■ Objective:
Reproduce the lines below verbatim, from the first to the last. Leave out the pictures.

■ Data shown:
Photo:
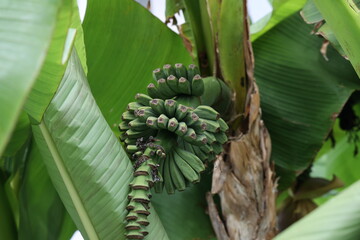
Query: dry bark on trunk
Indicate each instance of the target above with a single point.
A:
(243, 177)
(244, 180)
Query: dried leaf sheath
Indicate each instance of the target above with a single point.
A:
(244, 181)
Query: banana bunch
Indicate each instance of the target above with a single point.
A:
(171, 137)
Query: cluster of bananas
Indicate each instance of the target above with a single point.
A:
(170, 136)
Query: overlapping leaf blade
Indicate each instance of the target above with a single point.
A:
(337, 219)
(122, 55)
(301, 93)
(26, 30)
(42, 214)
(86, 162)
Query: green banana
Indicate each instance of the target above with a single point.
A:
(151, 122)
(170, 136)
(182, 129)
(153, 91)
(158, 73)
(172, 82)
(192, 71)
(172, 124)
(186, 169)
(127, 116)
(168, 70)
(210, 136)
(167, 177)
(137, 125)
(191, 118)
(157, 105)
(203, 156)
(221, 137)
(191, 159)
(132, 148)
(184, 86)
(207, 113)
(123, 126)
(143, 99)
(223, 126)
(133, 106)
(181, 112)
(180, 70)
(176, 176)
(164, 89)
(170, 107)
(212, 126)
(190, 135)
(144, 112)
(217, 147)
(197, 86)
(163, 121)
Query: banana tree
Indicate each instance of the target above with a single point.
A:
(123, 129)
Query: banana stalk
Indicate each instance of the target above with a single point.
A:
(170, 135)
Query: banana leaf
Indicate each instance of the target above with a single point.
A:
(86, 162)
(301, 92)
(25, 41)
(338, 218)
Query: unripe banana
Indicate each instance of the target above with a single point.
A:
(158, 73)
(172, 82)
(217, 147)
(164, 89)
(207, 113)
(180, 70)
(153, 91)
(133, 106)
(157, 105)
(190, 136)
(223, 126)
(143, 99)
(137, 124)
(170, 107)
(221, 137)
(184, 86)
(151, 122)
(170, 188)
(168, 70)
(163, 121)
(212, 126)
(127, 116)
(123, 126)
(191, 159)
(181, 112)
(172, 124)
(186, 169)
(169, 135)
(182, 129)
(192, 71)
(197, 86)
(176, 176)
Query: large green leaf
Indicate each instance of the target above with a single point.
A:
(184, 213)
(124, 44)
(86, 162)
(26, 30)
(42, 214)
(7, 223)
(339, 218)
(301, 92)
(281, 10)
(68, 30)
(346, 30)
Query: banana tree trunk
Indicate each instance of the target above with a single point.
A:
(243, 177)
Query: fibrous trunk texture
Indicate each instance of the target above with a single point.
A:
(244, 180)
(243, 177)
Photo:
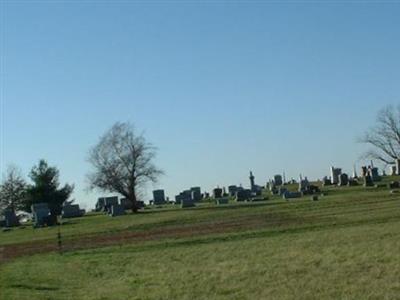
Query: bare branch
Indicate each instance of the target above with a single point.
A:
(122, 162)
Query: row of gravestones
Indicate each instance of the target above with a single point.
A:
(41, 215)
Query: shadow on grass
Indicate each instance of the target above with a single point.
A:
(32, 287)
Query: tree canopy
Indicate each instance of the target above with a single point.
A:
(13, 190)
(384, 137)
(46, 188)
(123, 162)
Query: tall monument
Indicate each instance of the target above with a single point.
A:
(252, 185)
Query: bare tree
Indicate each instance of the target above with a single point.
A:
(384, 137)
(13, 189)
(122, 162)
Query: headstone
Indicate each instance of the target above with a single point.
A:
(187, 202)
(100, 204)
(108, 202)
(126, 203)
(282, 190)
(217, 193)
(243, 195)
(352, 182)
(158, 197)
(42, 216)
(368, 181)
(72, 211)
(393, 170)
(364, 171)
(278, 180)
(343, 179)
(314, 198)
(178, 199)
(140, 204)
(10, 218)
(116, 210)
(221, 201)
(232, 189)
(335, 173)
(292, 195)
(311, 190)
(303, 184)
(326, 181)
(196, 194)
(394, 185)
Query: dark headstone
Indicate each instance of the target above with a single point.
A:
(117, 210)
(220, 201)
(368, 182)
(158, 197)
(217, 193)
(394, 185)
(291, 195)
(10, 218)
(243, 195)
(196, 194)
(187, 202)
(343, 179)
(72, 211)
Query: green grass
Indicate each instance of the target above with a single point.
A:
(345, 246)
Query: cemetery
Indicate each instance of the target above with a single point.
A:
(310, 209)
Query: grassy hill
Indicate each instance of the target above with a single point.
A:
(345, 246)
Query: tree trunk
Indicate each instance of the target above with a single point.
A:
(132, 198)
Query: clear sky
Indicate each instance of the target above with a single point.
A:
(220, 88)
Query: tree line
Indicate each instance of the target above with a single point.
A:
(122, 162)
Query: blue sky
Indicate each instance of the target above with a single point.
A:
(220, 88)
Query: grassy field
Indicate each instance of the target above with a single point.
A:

■ Result of this task:
Photo:
Query: dry bark on trunk
Indicate each instance of the target above with a single point.
A:
(243, 177)
(244, 180)
Query: dried leaf sheath
Indicate each instance of the target above with a single point.
A:
(244, 181)
Query: banana bunch
Indicate each instance of the target above with a single point.
A:
(171, 137)
Query: cluster of bananas
Indicate each instance of the target above with a single point.
A:
(170, 136)
Query: overlapping leaf blade
Indicate each instance of the target above with a single point.
A:
(337, 219)
(122, 55)
(301, 93)
(26, 30)
(42, 214)
(86, 162)
Query: green banana
Indicate each instance of the target above with a single point.
A:
(151, 122)
(170, 136)
(182, 129)
(153, 91)
(158, 73)
(172, 82)
(192, 71)
(172, 124)
(186, 169)
(127, 116)
(168, 70)
(210, 136)
(167, 177)
(137, 125)
(191, 118)
(157, 105)
(203, 156)
(221, 137)
(191, 159)
(132, 148)
(184, 86)
(207, 113)
(123, 126)
(143, 99)
(223, 126)
(133, 106)
(181, 112)
(180, 70)
(176, 176)
(164, 89)
(170, 107)
(212, 126)
(190, 135)
(144, 112)
(217, 147)
(197, 86)
(163, 121)
Query: banana tree
Indicate each instance of the target above with a single point.
A:
(123, 129)
Query: banana stalk
Indicate each instance of the target above with a single point.
A:
(170, 135)
Query: banana leaf
Indicate each instance of the target above with a single point.
A:
(86, 162)
(301, 92)
(25, 41)
(338, 218)
Query: unripe banana
Indicate each instance of the target above with a single point.
A:
(158, 73)
(172, 82)
(217, 147)
(164, 89)
(207, 113)
(180, 70)
(153, 91)
(133, 106)
(157, 105)
(190, 136)
(223, 126)
(143, 99)
(137, 124)
(170, 107)
(221, 137)
(184, 86)
(151, 122)
(170, 188)
(168, 70)
(163, 121)
(212, 126)
(127, 116)
(123, 126)
(191, 159)
(181, 112)
(172, 124)
(186, 169)
(169, 135)
(182, 129)
(192, 71)
(197, 86)
(176, 176)
Query: large green leaf
Indicate each instance of the target above with a single point.
A:
(184, 213)
(124, 44)
(86, 162)
(26, 30)
(42, 214)
(7, 223)
(339, 218)
(301, 92)
(281, 10)
(68, 30)
(346, 30)
Query: banana tree trunk
Indicate each instance of the target above with a single point.
A:
(243, 177)
Query: fibrous trunk texture
Indicate each instance of the target above with a single point.
A:
(244, 180)
(243, 177)
Photo:
Query: bare branch
Indicate each instance of the target above with a single point.
A:
(122, 162)
Query: row of gravestones
Indicate each instance of the target above with a single point.
A:
(41, 215)
Query: shadow on grass
Indicate each instance of the target above with a single point.
A:
(32, 287)
Query: tree canopy
Indicate each instance of the target above with a single point.
A:
(13, 190)
(384, 137)
(46, 188)
(123, 162)
Query: tall monument
Indicate each instance of the target above with a single point.
A:
(252, 185)
Query: bare tree
Indicate each instance of the target above with a single point.
A:
(384, 137)
(13, 189)
(122, 162)
Query: headstone
Indicate each instance of the target above with a single point.
A:
(187, 202)
(100, 204)
(108, 202)
(126, 203)
(282, 190)
(217, 193)
(243, 195)
(352, 182)
(158, 197)
(42, 216)
(368, 181)
(72, 211)
(393, 170)
(364, 171)
(278, 180)
(343, 179)
(314, 198)
(178, 199)
(140, 204)
(10, 218)
(116, 210)
(221, 201)
(232, 189)
(335, 173)
(292, 195)
(311, 190)
(303, 184)
(326, 181)
(196, 194)
(394, 185)
Query: dark headstone
Indicate each instance of the target above with a single point.
A:
(117, 210)
(220, 201)
(368, 182)
(158, 197)
(217, 193)
(394, 185)
(291, 195)
(10, 218)
(243, 195)
(196, 194)
(187, 202)
(343, 179)
(72, 211)
Query: green grass
Indicate each instance of the target above with a single point.
A:
(345, 246)
Query: cemetery
Indicate each instance of the target above with a single point.
A:
(310, 209)
Query: grassy hill
Indicate each instance of the target above with a single point.
A:
(345, 246)
Query: tree trunk
Indicate each instance of the target above with a single point.
A:
(132, 198)
Query: clear sky
Indicate each instance of the target above with a single point.
A:
(220, 88)
Query: tree line
Indicate each instance of the target above with a single point.
A:
(122, 162)
Query: blue sky
Indicate each instance of the target above with a single point.
A:
(220, 88)
Query: grassy field
Indicate each instance of the target above with a single point.
A:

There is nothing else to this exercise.